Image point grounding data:
[Start of Attachment]
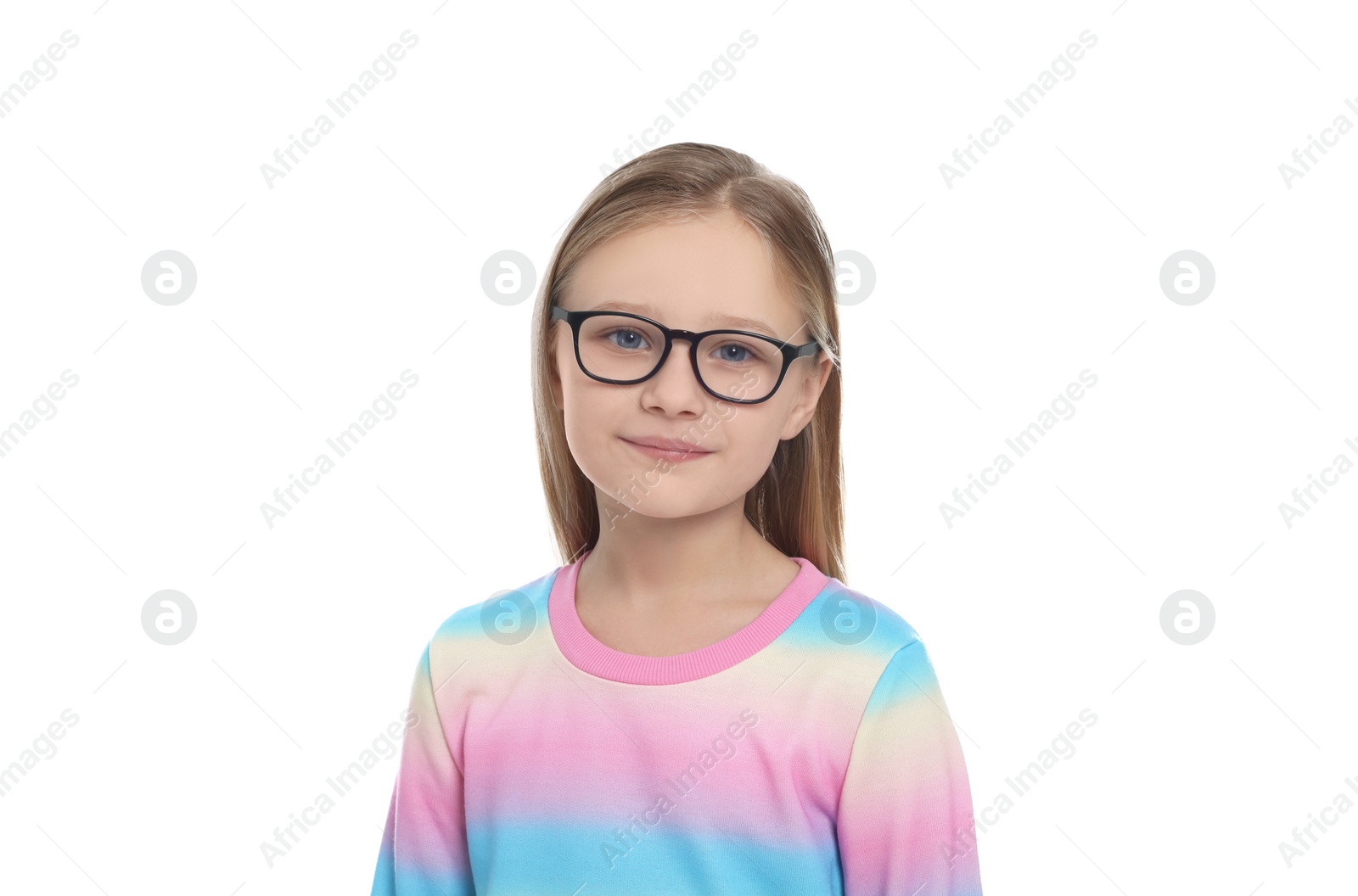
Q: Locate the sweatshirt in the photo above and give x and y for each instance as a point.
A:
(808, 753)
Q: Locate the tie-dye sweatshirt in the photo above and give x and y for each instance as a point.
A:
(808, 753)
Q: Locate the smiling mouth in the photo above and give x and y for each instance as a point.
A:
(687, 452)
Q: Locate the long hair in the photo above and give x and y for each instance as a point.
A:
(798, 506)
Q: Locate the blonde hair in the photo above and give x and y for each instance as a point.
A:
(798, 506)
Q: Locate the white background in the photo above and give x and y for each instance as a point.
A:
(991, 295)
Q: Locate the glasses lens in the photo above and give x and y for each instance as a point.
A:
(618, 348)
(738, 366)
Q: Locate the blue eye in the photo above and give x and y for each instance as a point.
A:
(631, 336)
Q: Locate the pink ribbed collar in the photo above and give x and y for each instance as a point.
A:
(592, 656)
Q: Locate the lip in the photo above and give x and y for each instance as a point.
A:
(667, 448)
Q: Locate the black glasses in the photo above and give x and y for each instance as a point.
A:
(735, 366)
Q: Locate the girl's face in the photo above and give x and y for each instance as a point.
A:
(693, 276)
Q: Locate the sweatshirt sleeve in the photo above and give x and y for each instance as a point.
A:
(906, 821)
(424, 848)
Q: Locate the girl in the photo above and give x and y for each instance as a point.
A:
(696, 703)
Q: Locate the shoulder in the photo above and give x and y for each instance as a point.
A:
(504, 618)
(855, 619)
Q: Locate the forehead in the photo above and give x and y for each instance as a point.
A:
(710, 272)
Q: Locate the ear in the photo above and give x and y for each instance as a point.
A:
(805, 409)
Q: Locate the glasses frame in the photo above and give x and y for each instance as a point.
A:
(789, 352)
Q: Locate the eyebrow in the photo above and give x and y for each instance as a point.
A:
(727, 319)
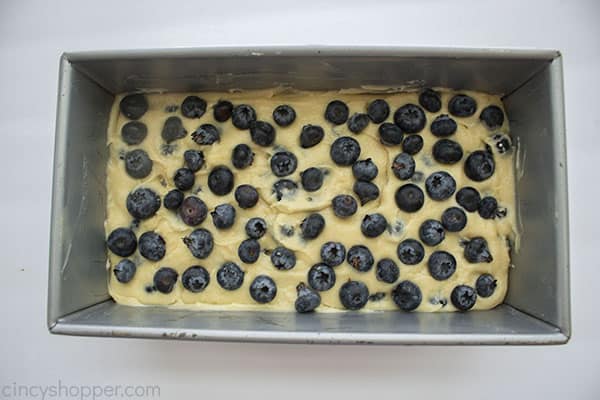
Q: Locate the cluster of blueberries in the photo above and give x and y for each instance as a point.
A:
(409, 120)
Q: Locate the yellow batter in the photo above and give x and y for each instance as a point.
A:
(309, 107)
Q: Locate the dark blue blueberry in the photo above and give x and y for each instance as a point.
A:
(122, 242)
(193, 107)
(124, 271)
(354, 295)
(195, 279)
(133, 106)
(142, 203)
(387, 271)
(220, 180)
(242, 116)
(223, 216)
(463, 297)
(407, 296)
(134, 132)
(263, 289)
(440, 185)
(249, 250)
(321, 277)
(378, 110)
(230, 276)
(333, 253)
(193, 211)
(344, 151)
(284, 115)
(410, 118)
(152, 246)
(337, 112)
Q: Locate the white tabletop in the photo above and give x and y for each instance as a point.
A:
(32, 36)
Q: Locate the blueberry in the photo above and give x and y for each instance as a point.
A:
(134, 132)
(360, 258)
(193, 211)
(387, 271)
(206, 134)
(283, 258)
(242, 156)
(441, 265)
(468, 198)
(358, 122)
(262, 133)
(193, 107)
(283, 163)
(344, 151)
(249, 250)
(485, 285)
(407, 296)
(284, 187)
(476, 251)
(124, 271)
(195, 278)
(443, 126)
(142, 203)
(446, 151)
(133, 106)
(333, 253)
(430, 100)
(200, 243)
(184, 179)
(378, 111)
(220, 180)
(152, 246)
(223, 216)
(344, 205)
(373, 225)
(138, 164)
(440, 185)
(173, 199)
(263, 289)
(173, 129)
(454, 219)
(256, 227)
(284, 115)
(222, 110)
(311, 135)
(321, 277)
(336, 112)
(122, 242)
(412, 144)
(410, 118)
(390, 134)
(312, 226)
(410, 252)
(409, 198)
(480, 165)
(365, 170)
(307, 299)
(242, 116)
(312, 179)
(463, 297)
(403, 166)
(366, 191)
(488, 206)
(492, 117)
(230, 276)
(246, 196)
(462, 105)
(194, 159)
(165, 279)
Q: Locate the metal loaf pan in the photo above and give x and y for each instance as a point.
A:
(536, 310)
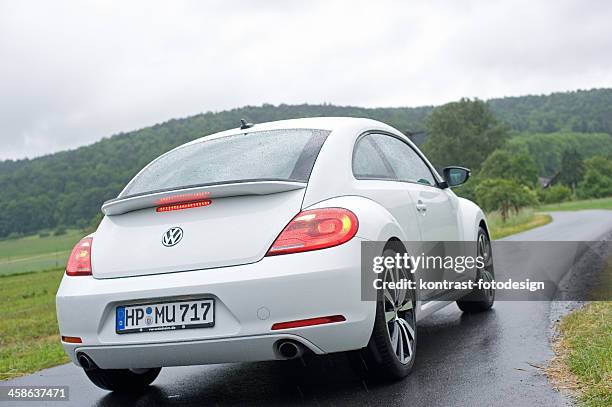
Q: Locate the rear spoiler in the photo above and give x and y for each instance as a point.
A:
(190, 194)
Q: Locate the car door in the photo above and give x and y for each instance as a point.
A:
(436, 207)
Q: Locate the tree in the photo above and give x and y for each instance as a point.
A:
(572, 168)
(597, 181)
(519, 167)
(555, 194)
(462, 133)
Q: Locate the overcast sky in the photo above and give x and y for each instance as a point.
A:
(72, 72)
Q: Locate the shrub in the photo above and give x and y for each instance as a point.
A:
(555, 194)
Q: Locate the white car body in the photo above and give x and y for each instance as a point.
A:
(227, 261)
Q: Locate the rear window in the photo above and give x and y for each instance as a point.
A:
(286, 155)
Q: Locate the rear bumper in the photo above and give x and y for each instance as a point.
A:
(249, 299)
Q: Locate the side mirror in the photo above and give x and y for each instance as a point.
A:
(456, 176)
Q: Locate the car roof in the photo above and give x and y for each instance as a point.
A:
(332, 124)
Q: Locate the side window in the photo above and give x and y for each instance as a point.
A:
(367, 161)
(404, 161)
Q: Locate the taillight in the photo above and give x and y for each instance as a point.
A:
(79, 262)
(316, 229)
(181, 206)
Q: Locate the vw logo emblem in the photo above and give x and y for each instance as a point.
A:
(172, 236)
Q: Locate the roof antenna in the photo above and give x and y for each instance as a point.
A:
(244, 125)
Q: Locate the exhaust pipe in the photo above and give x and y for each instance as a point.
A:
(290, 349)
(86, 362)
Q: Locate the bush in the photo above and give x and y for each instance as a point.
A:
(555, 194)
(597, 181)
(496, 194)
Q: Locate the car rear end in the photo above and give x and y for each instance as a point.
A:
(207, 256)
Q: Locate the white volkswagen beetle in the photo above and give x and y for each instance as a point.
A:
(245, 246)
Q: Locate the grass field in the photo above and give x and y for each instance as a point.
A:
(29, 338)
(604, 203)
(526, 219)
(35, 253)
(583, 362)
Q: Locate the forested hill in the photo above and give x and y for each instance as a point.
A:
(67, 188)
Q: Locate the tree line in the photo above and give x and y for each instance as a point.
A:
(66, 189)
[End of Attachment]
§ **How to complete this task**:
Take the lines from the start of the entries through the line containing "Q: Locate the glasses lens" and set them down exactly, leaving out every picture.

§ **Exercise solution**:
Q: Locate the sweatshirt in the photo above and give x and y for each instance as a point.
A:
(808, 753)
Q: Locate the tie-dye sweatshirt in the photo above and give x and y for each instance as a point.
A:
(808, 753)
Q: Locate the smiling mouth in the photo above and give x and y for each instance as a point.
A:
(687, 452)
Q: Locate the long hair in the photo above and give x and y for each instance as a point.
A:
(798, 506)
Q: Locate the blonde hair in the photo above and give x and y for each instance as a point.
A:
(798, 506)
Q: Locate the white background in the photo above and give x and y for each instance as a point.
A:
(991, 295)
Q: Locate the glasses lens in the photo above and give x and y for each instance as a point.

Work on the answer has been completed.